Start Records shown

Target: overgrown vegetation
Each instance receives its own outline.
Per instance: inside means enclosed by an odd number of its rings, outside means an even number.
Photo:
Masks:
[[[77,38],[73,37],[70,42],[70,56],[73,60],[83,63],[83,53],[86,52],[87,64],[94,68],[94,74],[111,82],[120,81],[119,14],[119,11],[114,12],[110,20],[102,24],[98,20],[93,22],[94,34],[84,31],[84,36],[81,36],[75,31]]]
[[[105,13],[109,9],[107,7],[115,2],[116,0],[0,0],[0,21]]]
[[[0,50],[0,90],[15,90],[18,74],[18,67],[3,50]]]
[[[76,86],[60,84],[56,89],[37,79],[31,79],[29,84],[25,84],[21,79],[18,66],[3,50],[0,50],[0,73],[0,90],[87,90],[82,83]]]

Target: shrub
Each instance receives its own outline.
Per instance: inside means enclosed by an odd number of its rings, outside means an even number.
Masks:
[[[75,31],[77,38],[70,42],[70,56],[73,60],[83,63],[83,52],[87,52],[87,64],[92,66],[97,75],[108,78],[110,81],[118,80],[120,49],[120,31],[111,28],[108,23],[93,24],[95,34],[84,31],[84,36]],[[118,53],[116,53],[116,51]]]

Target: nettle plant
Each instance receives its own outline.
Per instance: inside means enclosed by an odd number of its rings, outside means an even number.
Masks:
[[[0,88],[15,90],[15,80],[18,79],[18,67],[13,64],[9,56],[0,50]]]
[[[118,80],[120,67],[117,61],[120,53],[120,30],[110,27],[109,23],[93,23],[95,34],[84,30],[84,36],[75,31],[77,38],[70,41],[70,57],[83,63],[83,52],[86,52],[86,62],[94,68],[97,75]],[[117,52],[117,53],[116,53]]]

End Records shown

▸ Instruction
Arrange every line of the records above as a Markdown table with the columns "Row" and "Line", numbering the rows in order and leaving out blank lines.

▸ Expected output
| Row | Line |
|---|---|
| 1 | Target: overgrown vegetation |
| 2 | Each instance receives its own outline. |
| 3 | Per instance: inside means enclosed by an odd number of its rings, outside means an even number. |
| 4 | Photo: |
| 5 | Masks: |
| 6 | [[[77,38],[73,37],[70,42],[70,56],[73,60],[83,63],[83,53],[86,52],[87,64],[94,68],[94,74],[111,82],[120,81],[119,14],[119,11],[114,12],[110,20],[102,24],[98,20],[93,22],[94,34],[84,31],[84,36],[81,36],[75,31]]] |
| 7 | [[[105,13],[109,9],[107,7],[115,2],[116,0],[0,0],[0,21]]] |
| 8 | [[[0,50],[0,90],[15,90],[18,74],[18,67],[3,50]]] |
| 9 | [[[76,86],[60,84],[56,89],[37,79],[31,79],[29,84],[25,84],[21,79],[18,66],[3,50],[0,50],[0,73],[0,90],[87,90],[82,83]]] |
| 10 | Target: shrub |
| 11 | Each instance receives its own outline. |
| 12 | Per instance: inside means enclosed by an odd number of its rings, outside means an even number. |
| 13 | Masks: |
| 14 | [[[75,31],[77,38],[70,42],[70,56],[73,60],[83,63],[83,52],[87,52],[87,64],[92,66],[97,75],[108,78],[110,81],[118,80],[120,49],[120,31],[111,28],[108,23],[93,24],[95,34],[84,31],[84,36]],[[118,53],[116,53],[116,51]]] |
| 15 | Target: nettle plant |
| 16 | Each instance receives its own outline. |
| 17 | Per instance: inside means enclosed by an odd number of its rings, outside means an even number. |
| 18 | Masks: |
| 19 | [[[0,88],[15,90],[15,80],[18,79],[18,67],[13,64],[9,56],[0,50]]] |
| 20 | [[[118,80],[120,67],[117,61],[120,53],[120,30],[110,27],[109,23],[93,23],[95,34],[84,30],[84,36],[75,31],[77,38],[70,41],[70,57],[83,63],[83,52],[86,52],[86,62],[94,68],[97,75]],[[117,52],[117,53],[116,53]]] |